Énoncé de l'exercice
Poursuivez le texte ci-dessous sur l'harmonie en peinture en reprenant juste après sa dernière phrase.

Texte
• • • •
Claude-Luca Georges |
La peinture, telle qu'elle se présente à moi, offre à la voracité de l'œil un hors-sens de formes et de couleurs qui me paraît avoir un caractère de réel, et la jouissance de l'œil trouve dans l'œuvre, grâce à l'harmonie, un champ sans obstacle.
L'harmonie est à la fois liberté de la jouissance et protection, égide, permettant d'entrer dans l'arène de la jouissance traumatique, d'aller même, comme le pointe Jacques Lacan, au plus près de l'horreur, par exemple de celle du supplice de Marsyas tel que le peint Titien. Elle a cet « effet pacifiant »[1] qu'évoque Lacan, effet qui souvent paraît bien apollinien, mais l'est-il toujours ?
L'harmonie présente à l'œil une liberté sans entrave. Elle lui offre des continuités à travers lesquelles il glisse : traits, nappes à dominante de couleur, tapis d'éléments apparentés tels les « petits bleus, petits bruns, petits blancs de Cézanne » dont parle Lacan. Elle peut aussi induire des sauts de la vision grâce à des correspondances entre des aspects non contigus, par exemple entre des formes géométriques du cubisme. Cette absence de rupture est d'ailleurs évoquée par Lacan dans le chapitre « Qu'est ce qu'un tableau ? » du Séminaire xi, à travers un rapprochement avec les ballets de l'Opéra de Pékin où « on ne se cogne jamais, on glisse dans des espaces différents où se répandent des suites de gestes »[2].
• • • •
[Entrées enregistrées]
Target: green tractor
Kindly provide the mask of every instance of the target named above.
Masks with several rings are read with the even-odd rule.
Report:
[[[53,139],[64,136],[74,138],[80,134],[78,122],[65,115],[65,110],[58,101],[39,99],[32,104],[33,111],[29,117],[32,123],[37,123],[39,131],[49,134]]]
• • • •
Résultat
Ainsi la matière peinture ne me paraît accéder vraiment à l'art de la peinture que si réel et harmonie se conjuguent. Et lorsque l'effet est seulement décoratif, c'est sans doute que l'harmonie est évidée du réel.
Mais cette alliance est sauvage, irrespectueuse. Elle tend à ravager la mise en scène du monde. Pour ma part, j'ai toujours cherché à peindre en introduisant des figures sans étouffer la liberté hors sens du pictural. Il m'a longtemps paru difficile d'aller dans ce sens car la plus grande liberté de la manière, à travers toute l'histoire de la peinture, celle de la Modernité, a tenu très largement au credo selon lequel le sujet de l'œuvre n'aurait qu'une importance secondaire ou même nulle.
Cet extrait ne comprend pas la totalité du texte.